What the exercise asks: Reproduce the listing below verbatim.
# # # # # # #
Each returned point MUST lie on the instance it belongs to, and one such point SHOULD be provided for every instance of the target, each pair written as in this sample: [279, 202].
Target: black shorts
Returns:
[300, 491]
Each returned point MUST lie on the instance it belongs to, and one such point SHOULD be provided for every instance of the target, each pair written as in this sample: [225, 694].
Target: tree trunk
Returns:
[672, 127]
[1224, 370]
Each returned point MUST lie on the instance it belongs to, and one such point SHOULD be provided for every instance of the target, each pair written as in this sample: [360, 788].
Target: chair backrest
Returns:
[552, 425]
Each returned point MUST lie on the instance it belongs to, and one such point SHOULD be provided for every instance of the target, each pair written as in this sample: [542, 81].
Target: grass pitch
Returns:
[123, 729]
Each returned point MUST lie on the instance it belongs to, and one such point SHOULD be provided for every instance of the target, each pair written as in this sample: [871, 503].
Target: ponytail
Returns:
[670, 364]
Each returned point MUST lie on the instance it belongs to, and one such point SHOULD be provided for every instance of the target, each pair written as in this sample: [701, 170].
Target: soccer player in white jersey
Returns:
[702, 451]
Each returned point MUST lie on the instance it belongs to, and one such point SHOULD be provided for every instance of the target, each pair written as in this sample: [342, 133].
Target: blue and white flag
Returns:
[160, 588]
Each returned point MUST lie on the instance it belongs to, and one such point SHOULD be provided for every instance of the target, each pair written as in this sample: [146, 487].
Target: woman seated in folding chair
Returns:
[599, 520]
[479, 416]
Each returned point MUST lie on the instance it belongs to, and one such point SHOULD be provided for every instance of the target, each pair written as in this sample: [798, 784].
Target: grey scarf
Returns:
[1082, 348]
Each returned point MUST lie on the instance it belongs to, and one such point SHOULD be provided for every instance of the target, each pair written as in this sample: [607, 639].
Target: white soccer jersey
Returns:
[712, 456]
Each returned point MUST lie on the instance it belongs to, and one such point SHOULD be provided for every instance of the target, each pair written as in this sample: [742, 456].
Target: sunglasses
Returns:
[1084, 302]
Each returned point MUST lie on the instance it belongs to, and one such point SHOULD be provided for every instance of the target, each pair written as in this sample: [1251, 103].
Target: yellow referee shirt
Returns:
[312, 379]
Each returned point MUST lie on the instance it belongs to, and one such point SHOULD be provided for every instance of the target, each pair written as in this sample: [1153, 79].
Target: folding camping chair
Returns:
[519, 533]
# # # # # # #
Exercise answer:
Each returned point MUST lie on the instance it belongs to, and one such point SHOULD be provided for every instance of the target, each pair written as in this sample: [279, 202].
Target: black shorts
Returns:
[300, 491]
Each returned point MUST lie on the instance it belongs to, and one such point SHOULD be provided for every instance of the target, each pair written as in this sample: [225, 694].
Target: tree trunk
Returns:
[672, 127]
[1224, 370]
Each returned point MUST lie on the instance it belongs to, and one such point SHOULD be provided for every instance of the target, each pair written as in this sample: [360, 788].
Target: chair backrest
Returns:
[552, 425]
Each returned point MUST lie on the instance it belongs to, and one such point SHOULD be provided for every instance of the target, each pair written as in this sample: [542, 81].
Target: grass pitch
Returns:
[123, 729]
Each returned point MUST lie on the instance it belongs to, and one such point SHOULD be provided for every instance of the target, each pair written as in this sample: [871, 503].
Target: ponytail
Returns:
[670, 364]
Each returned point MUST lie on the instance it belongs to, and one such point SHOULD be provided for every instance of the target, each pair written as in this sample: [701, 170].
Target: soccer player in white jersey
Returns:
[702, 451]
Each returned point MUST lie on the instance it belongs to, and one such point SHOULD be provided for every instance of the target, each pair written as in this sample: [342, 133].
Target: blue and white flag
Returns:
[160, 588]
Each returned point MUST lie on the instance it belongs to, and one such point SHOULD be provided for every instance of the target, each pair written as in this sample: [146, 487].
Target: woman seated in folding chair
Returns:
[599, 520]
[479, 416]
Each returned point MUST lie on the instance it belongs to, and one such point SHOULD be provided for every instance of the target, each pair written as in this sample: [798, 784].
Target: grey scarf
Returns:
[1082, 348]
Each returned point MUST lie on the instance it belongs to, and one such point SHOULD be provided for every instance of the target, each pair written as in this sample: [607, 639].
Target: white soccer jersey
Returns:
[712, 456]
Each returned point MUST lie on the instance it belongs to, and one such point SHOULD be provided for every instance of the target, each pair written as in this sample: [742, 456].
Target: sunglasses
Returns:
[1084, 302]
Each returned point MUST lie on the instance it belongs to, and one such point SHOULD be provided for every instance of the target, each pair written as in this sample: [1251, 103].
Target: yellow referee shirt
Returns:
[312, 379]
Each returned point MUST lie on the instance it belongs to, and one such point SHOULD be provided for every instance of the target, each pair written as in this sample: [1153, 79].
Target: folding camping chair
Returns:
[519, 533]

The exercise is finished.